◆ Dataset content

━━━━━━━━━━

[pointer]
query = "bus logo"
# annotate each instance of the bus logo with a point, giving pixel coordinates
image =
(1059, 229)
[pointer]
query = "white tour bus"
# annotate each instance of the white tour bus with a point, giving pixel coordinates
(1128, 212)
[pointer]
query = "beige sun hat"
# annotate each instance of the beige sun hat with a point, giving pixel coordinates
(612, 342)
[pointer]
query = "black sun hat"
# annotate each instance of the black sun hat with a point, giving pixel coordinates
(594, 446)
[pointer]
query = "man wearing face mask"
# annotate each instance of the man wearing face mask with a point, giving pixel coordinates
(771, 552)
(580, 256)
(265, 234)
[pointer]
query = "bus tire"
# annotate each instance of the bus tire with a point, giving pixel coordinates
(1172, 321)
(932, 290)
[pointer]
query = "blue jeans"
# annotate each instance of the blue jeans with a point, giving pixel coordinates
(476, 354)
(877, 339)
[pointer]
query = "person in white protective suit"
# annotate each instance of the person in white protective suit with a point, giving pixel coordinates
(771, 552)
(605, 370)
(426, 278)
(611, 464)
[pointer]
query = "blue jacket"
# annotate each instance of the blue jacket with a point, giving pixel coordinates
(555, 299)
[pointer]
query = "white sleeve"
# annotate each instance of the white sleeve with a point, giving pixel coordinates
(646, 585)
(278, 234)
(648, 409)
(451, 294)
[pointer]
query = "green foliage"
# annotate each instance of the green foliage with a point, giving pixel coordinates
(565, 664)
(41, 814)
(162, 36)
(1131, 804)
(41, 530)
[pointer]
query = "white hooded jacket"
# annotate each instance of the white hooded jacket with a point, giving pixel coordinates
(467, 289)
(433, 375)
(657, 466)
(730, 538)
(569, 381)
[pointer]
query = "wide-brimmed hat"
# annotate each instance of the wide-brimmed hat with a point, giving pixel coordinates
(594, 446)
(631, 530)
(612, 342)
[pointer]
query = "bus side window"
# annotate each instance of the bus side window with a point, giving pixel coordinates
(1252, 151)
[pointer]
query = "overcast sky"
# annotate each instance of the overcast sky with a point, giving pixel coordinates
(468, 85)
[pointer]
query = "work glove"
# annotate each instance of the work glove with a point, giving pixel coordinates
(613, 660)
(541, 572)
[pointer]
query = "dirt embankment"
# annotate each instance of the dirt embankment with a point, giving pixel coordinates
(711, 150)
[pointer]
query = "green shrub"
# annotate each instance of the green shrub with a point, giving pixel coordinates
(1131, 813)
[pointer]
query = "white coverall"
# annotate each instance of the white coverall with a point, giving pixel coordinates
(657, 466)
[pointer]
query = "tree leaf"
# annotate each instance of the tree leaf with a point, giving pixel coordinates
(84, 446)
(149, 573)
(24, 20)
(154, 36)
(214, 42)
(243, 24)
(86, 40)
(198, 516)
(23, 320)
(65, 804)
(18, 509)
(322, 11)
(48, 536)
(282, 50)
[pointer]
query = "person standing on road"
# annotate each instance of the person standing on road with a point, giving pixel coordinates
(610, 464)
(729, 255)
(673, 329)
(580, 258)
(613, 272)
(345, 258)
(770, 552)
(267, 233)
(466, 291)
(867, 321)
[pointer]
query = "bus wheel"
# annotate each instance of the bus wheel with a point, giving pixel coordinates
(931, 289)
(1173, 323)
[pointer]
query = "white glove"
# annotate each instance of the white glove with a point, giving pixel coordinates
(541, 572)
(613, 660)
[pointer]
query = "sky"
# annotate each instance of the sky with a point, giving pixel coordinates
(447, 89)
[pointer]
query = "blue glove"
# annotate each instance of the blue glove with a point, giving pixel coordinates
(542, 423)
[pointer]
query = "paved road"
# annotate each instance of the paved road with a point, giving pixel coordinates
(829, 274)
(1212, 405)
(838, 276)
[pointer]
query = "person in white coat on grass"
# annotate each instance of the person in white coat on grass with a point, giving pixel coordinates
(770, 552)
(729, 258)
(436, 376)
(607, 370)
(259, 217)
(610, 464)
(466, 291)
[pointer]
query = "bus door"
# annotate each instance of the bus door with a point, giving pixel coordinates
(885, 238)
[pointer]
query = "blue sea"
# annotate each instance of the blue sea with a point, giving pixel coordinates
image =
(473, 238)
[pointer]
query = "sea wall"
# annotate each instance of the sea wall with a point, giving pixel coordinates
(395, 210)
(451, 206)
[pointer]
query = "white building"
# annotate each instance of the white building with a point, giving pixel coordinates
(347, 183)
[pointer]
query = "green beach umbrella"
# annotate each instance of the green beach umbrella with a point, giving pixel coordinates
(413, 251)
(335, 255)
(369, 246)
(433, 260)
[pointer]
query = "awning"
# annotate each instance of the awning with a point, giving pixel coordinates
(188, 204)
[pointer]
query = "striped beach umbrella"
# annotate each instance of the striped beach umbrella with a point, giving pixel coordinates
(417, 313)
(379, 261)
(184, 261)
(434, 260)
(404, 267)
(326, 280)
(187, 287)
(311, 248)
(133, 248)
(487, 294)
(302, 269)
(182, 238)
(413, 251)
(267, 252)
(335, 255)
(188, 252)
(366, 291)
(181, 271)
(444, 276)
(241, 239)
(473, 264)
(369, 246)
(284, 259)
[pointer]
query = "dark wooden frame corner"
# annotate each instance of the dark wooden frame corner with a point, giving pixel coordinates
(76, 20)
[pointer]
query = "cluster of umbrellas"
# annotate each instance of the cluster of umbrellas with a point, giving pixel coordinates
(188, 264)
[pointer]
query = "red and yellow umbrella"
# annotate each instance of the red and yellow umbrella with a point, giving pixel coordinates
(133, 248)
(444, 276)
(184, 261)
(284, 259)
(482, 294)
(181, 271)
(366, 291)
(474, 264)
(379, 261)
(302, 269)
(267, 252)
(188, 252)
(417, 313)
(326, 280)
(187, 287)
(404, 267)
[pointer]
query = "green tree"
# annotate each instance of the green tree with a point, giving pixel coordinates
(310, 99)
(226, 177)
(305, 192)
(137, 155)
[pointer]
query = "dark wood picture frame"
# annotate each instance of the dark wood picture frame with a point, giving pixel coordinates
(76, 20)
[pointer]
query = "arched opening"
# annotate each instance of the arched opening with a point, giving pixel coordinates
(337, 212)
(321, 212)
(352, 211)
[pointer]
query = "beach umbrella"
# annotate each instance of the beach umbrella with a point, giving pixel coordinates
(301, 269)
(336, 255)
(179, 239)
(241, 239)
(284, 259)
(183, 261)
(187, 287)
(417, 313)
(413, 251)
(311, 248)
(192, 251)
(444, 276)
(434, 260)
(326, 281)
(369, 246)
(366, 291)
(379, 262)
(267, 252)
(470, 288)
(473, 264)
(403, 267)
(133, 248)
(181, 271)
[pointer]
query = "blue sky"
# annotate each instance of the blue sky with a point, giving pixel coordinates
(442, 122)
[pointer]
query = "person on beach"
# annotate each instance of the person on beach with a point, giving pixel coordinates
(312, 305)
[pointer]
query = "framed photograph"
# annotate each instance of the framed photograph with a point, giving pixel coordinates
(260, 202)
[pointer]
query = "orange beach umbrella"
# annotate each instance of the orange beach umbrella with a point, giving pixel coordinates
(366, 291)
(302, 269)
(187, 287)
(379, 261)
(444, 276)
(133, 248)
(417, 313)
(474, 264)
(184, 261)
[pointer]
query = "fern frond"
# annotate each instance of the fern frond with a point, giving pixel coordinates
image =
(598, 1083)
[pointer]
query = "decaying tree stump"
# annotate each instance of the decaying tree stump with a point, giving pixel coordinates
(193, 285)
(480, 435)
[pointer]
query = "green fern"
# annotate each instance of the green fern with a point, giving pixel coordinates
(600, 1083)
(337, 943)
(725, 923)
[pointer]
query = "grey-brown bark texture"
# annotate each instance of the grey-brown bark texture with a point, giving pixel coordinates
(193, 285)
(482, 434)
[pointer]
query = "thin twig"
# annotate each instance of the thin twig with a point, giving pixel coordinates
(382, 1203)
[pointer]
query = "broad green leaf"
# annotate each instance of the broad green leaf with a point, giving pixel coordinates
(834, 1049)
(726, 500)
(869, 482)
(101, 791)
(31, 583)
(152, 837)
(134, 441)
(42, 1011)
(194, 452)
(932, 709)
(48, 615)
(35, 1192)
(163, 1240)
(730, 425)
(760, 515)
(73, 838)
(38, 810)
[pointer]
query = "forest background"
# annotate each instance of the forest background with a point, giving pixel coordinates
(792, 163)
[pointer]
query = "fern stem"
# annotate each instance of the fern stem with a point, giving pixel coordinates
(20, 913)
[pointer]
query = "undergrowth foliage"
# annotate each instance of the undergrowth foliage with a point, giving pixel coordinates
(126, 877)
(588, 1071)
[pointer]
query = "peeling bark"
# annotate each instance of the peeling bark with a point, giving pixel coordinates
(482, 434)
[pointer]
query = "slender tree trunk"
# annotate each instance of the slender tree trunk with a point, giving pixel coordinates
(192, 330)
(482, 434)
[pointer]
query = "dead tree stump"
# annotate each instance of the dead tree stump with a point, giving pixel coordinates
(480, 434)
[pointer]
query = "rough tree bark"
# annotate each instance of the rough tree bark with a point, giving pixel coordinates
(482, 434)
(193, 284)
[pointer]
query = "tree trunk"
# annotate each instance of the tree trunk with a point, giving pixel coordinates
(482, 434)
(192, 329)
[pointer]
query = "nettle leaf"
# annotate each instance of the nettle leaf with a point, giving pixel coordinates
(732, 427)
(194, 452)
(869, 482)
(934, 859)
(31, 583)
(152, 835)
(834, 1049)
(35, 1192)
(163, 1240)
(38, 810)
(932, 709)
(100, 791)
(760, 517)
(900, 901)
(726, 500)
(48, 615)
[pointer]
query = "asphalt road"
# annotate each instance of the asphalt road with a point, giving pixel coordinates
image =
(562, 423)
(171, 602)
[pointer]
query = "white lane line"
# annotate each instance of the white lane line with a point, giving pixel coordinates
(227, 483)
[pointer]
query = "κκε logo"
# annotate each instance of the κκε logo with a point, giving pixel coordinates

━━━━━━━━━━

◆ Instruction
List every line in the data above that contains the word "picture". Case matters.

◆ Reply
query = "dark wood picture frame"
# annotate each instance of the dark wood picture frame with a point, giving pixel coordinates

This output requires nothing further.